# [TASK INSTRUCTIONS]
Reproduce every line of each of the following items verbatim, with no changes of any kind.

# [DATA PROVIDED]

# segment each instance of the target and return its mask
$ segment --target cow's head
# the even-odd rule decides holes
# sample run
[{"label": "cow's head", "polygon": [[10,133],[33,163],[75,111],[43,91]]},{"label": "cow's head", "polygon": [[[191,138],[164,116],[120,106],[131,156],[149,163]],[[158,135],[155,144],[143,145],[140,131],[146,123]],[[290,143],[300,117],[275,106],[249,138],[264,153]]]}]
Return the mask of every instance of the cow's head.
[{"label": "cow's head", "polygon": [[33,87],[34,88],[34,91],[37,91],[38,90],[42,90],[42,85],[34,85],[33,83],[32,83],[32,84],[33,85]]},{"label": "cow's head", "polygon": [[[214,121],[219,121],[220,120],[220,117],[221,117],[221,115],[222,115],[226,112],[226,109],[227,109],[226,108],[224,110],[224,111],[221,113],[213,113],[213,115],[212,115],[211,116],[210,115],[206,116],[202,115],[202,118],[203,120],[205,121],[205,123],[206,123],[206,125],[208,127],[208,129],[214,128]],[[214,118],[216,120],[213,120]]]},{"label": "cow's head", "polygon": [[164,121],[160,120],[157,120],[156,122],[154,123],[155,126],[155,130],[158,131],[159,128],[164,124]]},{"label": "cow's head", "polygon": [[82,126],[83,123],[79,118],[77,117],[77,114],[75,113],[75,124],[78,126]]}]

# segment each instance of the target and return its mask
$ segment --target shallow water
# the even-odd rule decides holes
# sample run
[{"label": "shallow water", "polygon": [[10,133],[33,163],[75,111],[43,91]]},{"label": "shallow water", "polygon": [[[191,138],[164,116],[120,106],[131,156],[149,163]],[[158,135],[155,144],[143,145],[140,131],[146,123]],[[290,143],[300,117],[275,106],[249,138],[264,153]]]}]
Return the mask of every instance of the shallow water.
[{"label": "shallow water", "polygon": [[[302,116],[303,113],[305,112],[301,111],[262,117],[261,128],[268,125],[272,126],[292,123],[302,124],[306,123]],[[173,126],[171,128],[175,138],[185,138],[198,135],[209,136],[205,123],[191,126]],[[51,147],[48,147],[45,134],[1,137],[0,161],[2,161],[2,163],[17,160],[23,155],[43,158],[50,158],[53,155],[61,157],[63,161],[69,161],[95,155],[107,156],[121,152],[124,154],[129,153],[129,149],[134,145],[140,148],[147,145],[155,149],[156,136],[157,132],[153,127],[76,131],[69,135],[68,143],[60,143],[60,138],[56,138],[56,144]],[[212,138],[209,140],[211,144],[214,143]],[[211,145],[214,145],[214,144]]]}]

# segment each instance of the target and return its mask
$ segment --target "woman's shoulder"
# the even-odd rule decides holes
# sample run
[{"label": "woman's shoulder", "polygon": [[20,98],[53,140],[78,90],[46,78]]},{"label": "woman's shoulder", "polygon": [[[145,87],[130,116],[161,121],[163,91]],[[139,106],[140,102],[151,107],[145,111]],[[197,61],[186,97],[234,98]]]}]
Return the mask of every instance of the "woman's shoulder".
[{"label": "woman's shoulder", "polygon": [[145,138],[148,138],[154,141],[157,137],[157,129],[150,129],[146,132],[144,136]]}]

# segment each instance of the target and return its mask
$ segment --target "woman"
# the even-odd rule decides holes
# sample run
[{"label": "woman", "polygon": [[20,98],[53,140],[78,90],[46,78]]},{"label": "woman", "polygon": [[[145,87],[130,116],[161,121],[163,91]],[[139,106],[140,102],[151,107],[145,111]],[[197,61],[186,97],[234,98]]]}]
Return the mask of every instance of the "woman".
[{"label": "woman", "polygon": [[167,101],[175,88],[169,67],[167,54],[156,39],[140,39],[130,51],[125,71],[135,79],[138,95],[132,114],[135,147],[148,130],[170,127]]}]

# [EXERCISE RESULT]
# segment each instance of the target and return its mask
$ segment --target cow's head
# the even-odd rule decides holes
# sample run
[{"label": "cow's head", "polygon": [[10,133],[33,163],[75,111],[43,91]]},{"label": "cow's head", "polygon": [[[191,138],[164,116],[120,106],[131,156],[149,163]],[[158,135],[155,144],[143,145],[140,131],[146,123]],[[290,143],[300,117],[275,106],[249,138],[264,153]]]}]
Return the mask of every instance of the cow's head.
[{"label": "cow's head", "polygon": [[33,87],[34,88],[34,91],[37,91],[38,90],[42,90],[42,85],[34,85],[33,83],[32,83],[32,84],[33,85]]},{"label": "cow's head", "polygon": [[[214,121],[219,121],[220,120],[220,117],[221,117],[221,115],[222,115],[226,112],[226,109],[227,109],[226,108],[224,110],[224,111],[221,113],[213,113],[213,115],[212,115],[211,116],[210,115],[206,116],[202,115],[202,118],[203,120],[205,121],[205,123],[206,123],[206,125],[208,127],[208,129],[214,128]],[[214,118],[216,120],[213,120]]]},{"label": "cow's head", "polygon": [[164,121],[160,120],[157,120],[156,122],[154,123],[155,126],[155,130],[158,131],[159,128],[164,124]]},{"label": "cow's head", "polygon": [[82,126],[83,123],[79,118],[77,117],[77,114],[75,113],[75,124],[78,126]]}]

# segment each instance of the target and return its mask
$ segment --target shallow water
# the even-odd rule decides holes
# sample run
[{"label": "shallow water", "polygon": [[10,133],[33,163],[75,111],[43,91]]},{"label": "shallow water", "polygon": [[[191,138],[164,116],[120,106],[131,156],[149,163]],[[158,135],[155,144],[143,145],[140,131],[146,123]],[[290,143],[300,117],[275,106],[249,138],[264,153]]]}]
Return the mask of every instance of the shallow water.
[{"label": "shallow water", "polygon": [[[302,116],[303,113],[305,112],[301,111],[262,117],[261,128],[268,125],[272,126],[292,123],[302,124],[306,123]],[[173,126],[171,128],[175,138],[185,138],[198,135],[209,136],[205,123],[191,126]],[[51,147],[48,147],[45,134],[1,137],[0,161],[2,161],[2,163],[17,160],[23,155],[43,158],[50,158],[53,155],[61,157],[63,161],[69,161],[95,155],[107,156],[121,152],[124,154],[129,153],[129,149],[134,145],[140,148],[147,145],[155,149],[156,136],[157,132],[153,127],[76,131],[69,135],[68,143],[60,143],[60,138],[56,138],[56,144]],[[212,138],[209,140],[211,144],[214,143]],[[211,145],[214,145],[214,144]]]}]

# segment each instance of the target and return its mask
$ segment --target "woman's shoulder"
# the even-odd rule decides holes
# sample run
[{"label": "woman's shoulder", "polygon": [[20,98],[53,140],[78,90],[46,78]]},{"label": "woman's shoulder", "polygon": [[[145,87],[130,116],[161,121],[163,91]],[[139,106],[140,102],[151,107],[145,111]],[[197,61],[186,97],[234,98]]]}]
Return the mask of every instance of the "woman's shoulder".
[{"label": "woman's shoulder", "polygon": [[145,138],[148,138],[154,141],[157,137],[157,129],[150,129],[146,132],[144,136]]}]

# segment each instance of the target and return its mask
$ segment --target "woman"
# the even-odd rule decides holes
# sample run
[{"label": "woman", "polygon": [[20,98],[53,140],[78,90],[46,78]]},{"label": "woman", "polygon": [[[145,87],[130,116],[161,121],[163,91]],[[139,106],[140,102],[151,107],[145,111]],[[197,61],[186,97],[234,98]]]}]
Return the mask of every instance of the "woman".
[{"label": "woman", "polygon": [[167,101],[175,88],[169,67],[167,54],[156,39],[140,39],[130,51],[125,71],[135,79],[138,95],[132,114],[135,147],[148,130],[170,127]]}]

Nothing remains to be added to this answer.